→ **Kutipan Teks**
::::::::
Kasus penyerangan dengan air keras terhadap penyidik KPK, Novel Baswedan sudah berjalan memasuki bulan ketiga. Akan tetapi kasus tersebut masih tetap menyimpan misteri mengenai motif penyerangan, pelaku dan dalang dibalik kasus penyerangan itu sendiri. Setelah berjalan dengan senyap selama dua bulan, kasus ini kemudian seketika meledak seperti bom panci ketika Novel mengatakan bahwa ada seorang jenderal yang terlibat dalam kasus penyerangan terhadap dirinya tersebut, dalam sesi wawancara dengan sebuah media asing di Singapura,
Sontak pernyataan Novel tersebut membuat instansi kepolisian dan KPK tempat Novel bekerja "kebakaran jenggot!" KPK dan Polri lalu bereaksi dengan cepat dan melakukan rapat kerja sama yang langsung dipimpin oleh pemimpin tertinggi kedua instansi penegak hukum tersebut. Walau bagaimanapun, pernyataan Novel tersebut telah menimbulkan kegaduhan baru terkait spekulasi kehadiran jenderal tersebut dalam kasus ini. Untungnya sang jenderal tersebut, tidak langsung membuat Hak angket KPK, dimana tujuannya bukan untuk memperlemah, tetapi adalah untuk memperkuat posisi Novel sebagai penyidik KPK...........
::::::::
→ **Tugas dan Latihan**
1 > Sebutkan hal-hal dalam kasus penyerangan terhadap Novel Baswedan yang menurut teks tersebut masih menyimpan misteri.
2 > Lanjutkan teks tentang kasus penyerangan Novel Baswedan, dimulai setelah kalimat terakhirnya.

→ **Bahan yang Diberikan**
::::::::
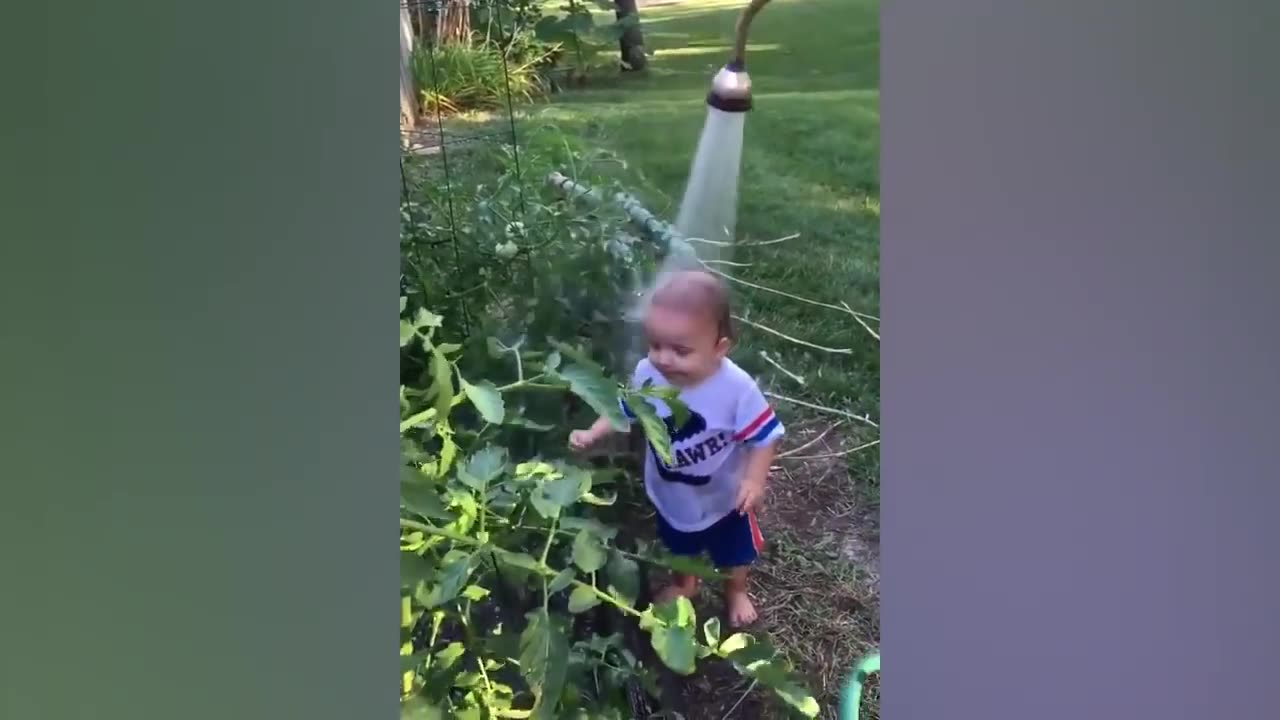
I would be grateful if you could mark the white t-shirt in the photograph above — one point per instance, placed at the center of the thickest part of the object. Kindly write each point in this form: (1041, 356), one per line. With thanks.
(727, 415)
::::::::
→ **Jawaban**
1 > Motif penyerangan, pelaku, dan dalang di balik kasus penyerangan.

2 >
Kita memang harus berhati-hati dalam menyikapi polemik kasus ini agar tidak terseret kepada hal-hal yang justru akan semakin menimbulkan kegaduhan baru. Kita juga harus menyikapi kasus ini dalam lingkup persoalan hukum yang komprehensif, termasuk juga dampak psikologis yang terjadi pada Novel akibat dari penyerangan tersebut, tanpa perlu mengkaitkannya dengan kepentingan-kepentingan politik praktis.
Saya ingin menyikapinya dari beberapa perspektif yang berbeda menurut kepentingannya.
Pertama, penyerangan terhadap Novel.
Pertanyaan pentingnya adalah, mengapa Novel diserang dengan air keras? Mengapa tidak ditembak secara dekat atau lewat sniper misalnya. Mengapa juga tidak ditikam dengan pisau atau disabet dengan golok? Tentu ada makna psikologis dibalik pemilihan media untuk melakukan penyerangan tersebut.
Penyerangan tersebut jelas bukan untuk membunuh Novel! Penyerangan tersebut jelas untuk "melukai Novel secara fisik dan mental secara permanen!" Penyerangan tersebut juga adalah sebuah "pertanda/peringatan" bagi Novel dan juga bagi orang-orang seperti Novel! Sang dalang jelas punya keterikatan emosional yang mendalam dengan Novel. Penyerangan ini memang bersifat pribadi, dengan kebencian yang sangat kuat.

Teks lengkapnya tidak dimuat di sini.